● **Data to process**:
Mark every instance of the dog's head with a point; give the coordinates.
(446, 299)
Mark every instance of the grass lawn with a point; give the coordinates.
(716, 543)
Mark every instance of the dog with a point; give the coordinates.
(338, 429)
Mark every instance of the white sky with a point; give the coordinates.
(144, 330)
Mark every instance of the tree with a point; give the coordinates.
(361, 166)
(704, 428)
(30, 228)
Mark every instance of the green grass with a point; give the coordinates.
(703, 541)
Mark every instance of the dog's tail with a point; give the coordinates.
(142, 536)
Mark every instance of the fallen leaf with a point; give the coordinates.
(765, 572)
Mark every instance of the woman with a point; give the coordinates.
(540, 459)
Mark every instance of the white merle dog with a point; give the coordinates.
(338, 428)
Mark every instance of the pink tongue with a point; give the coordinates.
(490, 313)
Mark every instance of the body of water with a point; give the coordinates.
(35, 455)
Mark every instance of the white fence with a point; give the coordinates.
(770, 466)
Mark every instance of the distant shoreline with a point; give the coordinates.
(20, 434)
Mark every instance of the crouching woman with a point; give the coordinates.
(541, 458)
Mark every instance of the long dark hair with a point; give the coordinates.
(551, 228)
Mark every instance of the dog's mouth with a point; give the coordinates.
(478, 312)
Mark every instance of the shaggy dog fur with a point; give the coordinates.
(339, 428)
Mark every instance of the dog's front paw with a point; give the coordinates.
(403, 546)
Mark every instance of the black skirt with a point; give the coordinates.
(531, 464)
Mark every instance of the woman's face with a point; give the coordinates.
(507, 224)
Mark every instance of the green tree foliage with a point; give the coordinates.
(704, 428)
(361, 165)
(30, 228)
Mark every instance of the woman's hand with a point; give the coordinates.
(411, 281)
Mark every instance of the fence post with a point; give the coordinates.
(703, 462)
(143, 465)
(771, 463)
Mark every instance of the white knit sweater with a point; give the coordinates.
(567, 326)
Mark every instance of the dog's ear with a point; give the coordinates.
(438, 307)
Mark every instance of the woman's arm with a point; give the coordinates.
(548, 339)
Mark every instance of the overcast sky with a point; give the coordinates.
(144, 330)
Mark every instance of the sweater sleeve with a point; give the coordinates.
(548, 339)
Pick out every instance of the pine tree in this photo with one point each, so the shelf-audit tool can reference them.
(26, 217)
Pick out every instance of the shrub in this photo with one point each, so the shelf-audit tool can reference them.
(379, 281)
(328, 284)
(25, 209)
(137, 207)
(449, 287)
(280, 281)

● **Set task**: Set out the complete listing exactly as shown.

● **Task output**:
Mark every instance of the dog's head with a point; give the coordinates.
(446, 299)
Mark every instance of the grass lawn with a point; give the coordinates.
(716, 543)
Mark every instance of the dog with a point; give the coordinates.
(338, 429)
Mark every instance of the white sky with a point; give the coordinates.
(144, 330)
Mark every instance of the tree with a point; give the coordinates.
(361, 166)
(704, 428)
(30, 228)
Mark every instance of the green grass with a point; give the coordinates.
(703, 541)
Mark every instance of the dog's tail with a point; give the coordinates.
(142, 536)
Mark every instance of the fallen leaf with a point; give the coordinates.
(765, 572)
Mark every instance of the woman with a point; give the coordinates.
(540, 459)
Mark every instance of the white merle dog with a point; give the coordinates.
(338, 428)
Mark every instance of the pink tongue with a point; give the coordinates.
(490, 313)
Mark every instance of the body of water with a point; give the coordinates.
(35, 455)
Mark every instance of the white fence with a point; give the coordinates.
(770, 466)
Mark every instance of the distant shoreline with a point; give the coordinates.
(20, 434)
Mark every instance of the crouching woman with a point; give the coordinates.
(541, 458)
Mark every instance of the long dark hair with a point; give the coordinates.
(551, 228)
Mark every instance of the dog's mouth with a point; give the coordinates.
(478, 312)
Mark every instance of the shaggy dog fur with a point; give the coordinates.
(339, 428)
Mark every instance of the dog's front paw with a point; give the coordinates.
(403, 546)
Mark every instance of the black skirt with a point; give the coordinates.
(531, 464)
Mark every instance of the woman's face with a point; give the coordinates.
(507, 224)
Mark every instance of the green tree foliage with a point; give the coordinates.
(704, 428)
(361, 165)
(30, 228)
Mark every instance of the woman's hand with a point; give the coordinates.
(411, 281)
Mark every instance of the fence post with a point; give the coordinates.
(703, 462)
(143, 465)
(771, 463)
Mark every instance of the white knit sweater with a point; give the coordinates.
(567, 326)
Mark every instance of the dog's ear with a point; give the coordinates.
(438, 307)
Mark every instance of the woman's arm with a point; give the coordinates.
(548, 339)
Mark every instance of the overcast sky with a point; give the coordinates.
(144, 330)
Mark every instance of the sweater sleeve with a point; give the coordinates.
(548, 339)
Pick out every instance of the pine tree in this photo with one point each, so the shelf-audit tool can reference them.
(26, 217)
Pick out every instance of the shrub in this photo with one point each, so the shelf-audit tool can reference them.
(379, 281)
(328, 284)
(25, 209)
(137, 207)
(449, 287)
(280, 281)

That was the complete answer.